In the byteseek forum thread below, rewrite the passage starting at "Hi, byteseek author" and ending at "or pre-processing time.", with "pre-processing time" changed to "setup time".

### [GIVEN TEXT]
**********
Please ensure that once the PR is submitted, you check travis-ci for build issues and submit an update to your PR as soon as possible.
It is also recommended that travis-ci is set up for your personal repository such that your branches are built there before submitting a pull request.

cestella · 2017-04-21T03:59:12Z

It appears that byteseek has a LGPL dependency in gnu trove, a primitive collections library. As a stopgap, I:

excluded the dependency
provided a translation layer inside of metron-pcap based on mahout-math (which is, in turn, loosely based on Colt, a primitive collections library)

This is less than ideal in the long-run, so I submitted a PR against the library and asked for a new release.

cestella · 2017-04-21T04:02:23Z

On second thought, the part of the byteseek library that we're using doesn't use trove, so we can safely exclude it without providing the colt translation layer. I have taken it out.

nishihatapalmer · 2017-04-21T12:05:10Z

Hi, byteseek author here. I notice you're using the standard BoyerMooreHorspool searcher. Just to let you know that the HorspoolFinalFlagSearcher offers much better performance than the standard Horspool searcher - about 1.5 to 2 times faster in my tests - and uses no more memory or pre-processing time.

It's essentially the same algorithm as Horspool, but re-arranges it a bit so that it only needs to verify a match when the algorithm detects that the last character matches the pattern, which can be done using a negative shift value (the "final flag"). Since verification is expensive to perform on each loop iteration, this performs much better in general.

cestella · 2017-04-21T13:05:28Z

Hey, thanks for that feedback @nishihatapalmer ! I adjusted to use the suggested searcher. I did have one more question, I'm looking to document the possible regex's available for binary search, is there any documentation on the restrictions or capabilities of the compiled regex's?

nishihatapalmer · 2017-04-21T13:28:54Z

There is a slightly out of date (note to self: update this!) syntax document at:
https://github.com/nishihatapalmer/byteseek/blob/master/src/main/java/net/byteseek/parser/regex/Regular%20Expression%20syntax.txt

It gives an overview of most of the syntax, but some of it is only usable by full regexes, not sequence matchers. In particular it can only accept syntax which leads to a fixed length expression, so these are excluded:

*  zero to many
+ one to many
() groups
{n,m} n to m copies.
 X | Y alternatives.

Shorthands defined in this document also do not currently function properly (e.g. [ascii].

Finally note that inversion ^ functions differently to most regular expression syntaxes. The token being inverted is the following token, not the entire set. So most regex would say something like [^ 01 02 03] meaning every byte except 01, 02 and 03. In byteseek this would be ^[ 01 02 03], as you are inverting the set. [ ^01 02 03] is also valid - except you are now specifying a set containing everything but 01 (which already covers 02 and 03).

It's fairly easy to create a different parser if necessary, but most of byteseek regex syntax is fairly standard - but oriented towards bytes rather than strings as the default atomic unit.
**********
### [AVAILABLE DATA]
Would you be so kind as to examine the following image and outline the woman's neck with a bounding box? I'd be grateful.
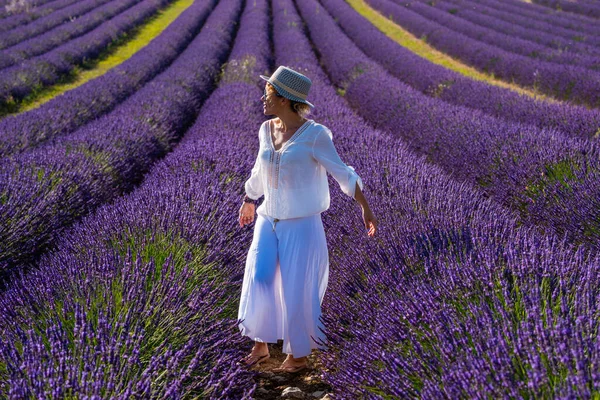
[276,113,306,133]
**********
### [ANSWER TO THE EXERCISE]
Hi, byteseek author here. I notice you're using the standard BoyerMooreHorspool searcher. Just to let you know that the HorspoolFinalFlagSearcher offers much better performance than the standard Horspool searcher - about 1.5 to 2 times faster in my tests - and uses no more memory or setup time.